### Text provided ###
A few weeks ago, we asked how often you use Finder tags. I haven’t been a fan of Finder tags since they were introduced a decade ago in OS X 10.9 Mavericks, so I wasn’t surprised that 56% of respondents never use them. Another 26% use them occasionally, with 18% relying on them regularly. But perhaps we naysayers are missing out.

Do You Use It Finder tags results

Basics of Finder Tags

The point of Finder tags is to provide an alternative way of organizing files and folders beyond the traditional folder hierarchy. A file can exist in only one folder (although you can make aliases), but a single file can have as many tags as you like, making it possible to bring together files scattered across your drive or even just a subset of files within a single extensive collection.

Imagine you have a folder containing a few hundred images and need to select a handful for use on a website. If you change your Finder window view to Gallery, you can spin through the images quickly, applying a tag to those you like by adding it from the info pane or Control-clicking the file and choosing a tag from the contextual menu. There are many other ways to apply tags, too.

Assigning Finder tagsOnce you’re done, you can focus on just those files by adding a Tags column to a List view window (Control-click any of the column headers and select Tags) and then clicking it to sort by tags. Or you can put a tag in the Finder window’s sidebar by selecting its checkbox in Finder > Settings > Tags. There are plenty of other ways, too. After you’ve finished, you can remove the tags just as you added them.

Sorting with Finder tags

For more details about using tags, see Josh Centers’s comprehensive article “All about Tagging in the Mavericks Finder” (14 November 2013). The details may have changed slightly in the last decade, but most of it still applies. Howard Oakley also wrote about Finder tags recently, and Jeff Carlson has a section on tags in Take Control of Managing Your Files.

Common Tagging Approaches

From the discussion following the poll, it became clear that tags are essential to the workflow for some people and teams. For instance, Gobit wrote:

Use them all the time at work (design studio and prepress operation for large printing company). Every job in its own folder, every folder on a server, every folder tagged by colour and initials. Column view. Makes it very easy to see who is/find by/group by person responsible for which of 600+ live jobs at any one time.

And Anton Rang said:

I have some thousands of technical papers and hundreds of standards documents on my Mac. By tagging the standards documents, I can easily limit a Spotlight search to just those, without the papers coming into play. I also use tags to a lesser extent to narrow down searches to particular standards families, or documents from a particular vendor, and sometimes for specific projects.

But far more common were those who used tags more casually. Common uses include:

  • Tagging files temporarily to make them stand out in a folder
  • Tagging in-progress files differently from those that have been completed
  • Tagging important files that are needed regularly
  • Tagging frequently used folders to collect them from around the drive
  • Tagging files that can likely be deleted in a later pass
  • Tagging document versions to separate the current one from previous versions
  • Tagging files by client so they can be found across multiple drives
  • Tagging related files that are spread throughout multiple folders

I encourage you to read the entire discussion to see more real-world ways people use tags.
###
• _Directives_:
**a.** Copy out the part of the Finder tags article that opens with the words containing "Imagine you have" and closes with "apply tags, too.".
**b.** Based on the Finder tags article, answer yes or no for each statement and quote the words that settle it: (i) More than half of those who responded to the poll never use Finder tags. (ii) A single file can sit in several folders at once. (iii) A Tags column is added to a List view window by Control-clicking a column header.
**c.** Pick up the Finder tags article where it stops and write what comes next.
The items that follow have no connection to the Finder tags article.
### Raw data ###
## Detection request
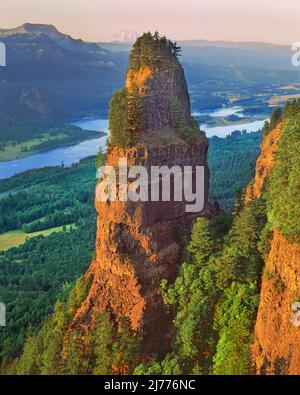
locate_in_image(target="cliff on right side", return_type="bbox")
[246,102,300,375]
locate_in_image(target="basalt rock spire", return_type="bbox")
[70,33,217,354]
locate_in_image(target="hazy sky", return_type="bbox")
[0,0,300,44]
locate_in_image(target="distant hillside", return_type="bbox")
[0,24,127,118]
[0,23,299,120]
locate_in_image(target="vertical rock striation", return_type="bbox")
[71,34,217,354]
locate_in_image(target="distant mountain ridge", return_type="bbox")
###
• _Outputs in order_:
**a.**
Imagine you have a folder containing a few hundred images and need to select a handful for use on a website. If you change your Finder window view to Gallery, you can spin through the images quickly, applying a tag to those you like by adding it from the info pane or Control-clicking the file and choosing a tag from the contextual menu. There are many other ways to apply tags, too.

**b.**
(i) Yes: "56% of respondents never use them."
(ii) No: "A file can exist in only one folder (although you can make aliases)."
(iii) Yes: "Control-click any of the column headers and select Tags."

**c.**
Problems with Finder Tags

Some people have tried Finder tags but given up on them due to various problems:

  • Too few colors: By default, the Finder provides seven tags named for their colors: Red, Orange, Yellow, Green, Blue, Purple, and Gray. (Alas, Roy G. Bpg doesn’t roll off the tongue like the rainbow color mnemonic Roy G. Biv.) You can rename the default tags—though there’s little reason to do so—but you can’t assign any other colors. Since a colored circle is the primary way of identifying tagged files in a Finder window, seven colors is unnecessarily limiting.
  • Harder to see tagged files than it used to be: Numerous people mentioned that they found tags much less helpful since macOS stopped highlighting the entire file name with the tag color and moved to applying just the little colored circle. The main advantage of the circles is that it makes it easy to identify files with multiple tags.
  • Tags don’t survive all transfer approaches: In testing under the current versions of Dropbox, Google Drive, and iCloud Drive, applying tags to files caused those files on another Mac logged into the same account to reflect the tags only when transferred via Dropbox or iCloud Drive. With Google Drive, tags seem to be restricted to the Mac on which they’re applied. Similarly, tagged files shared in other ways lose their tags unless the transfer approach supports metadata. Tags can appear on other devices, such as in the Files app on an iPad, but are not always consistent in services other than iCloud Drive.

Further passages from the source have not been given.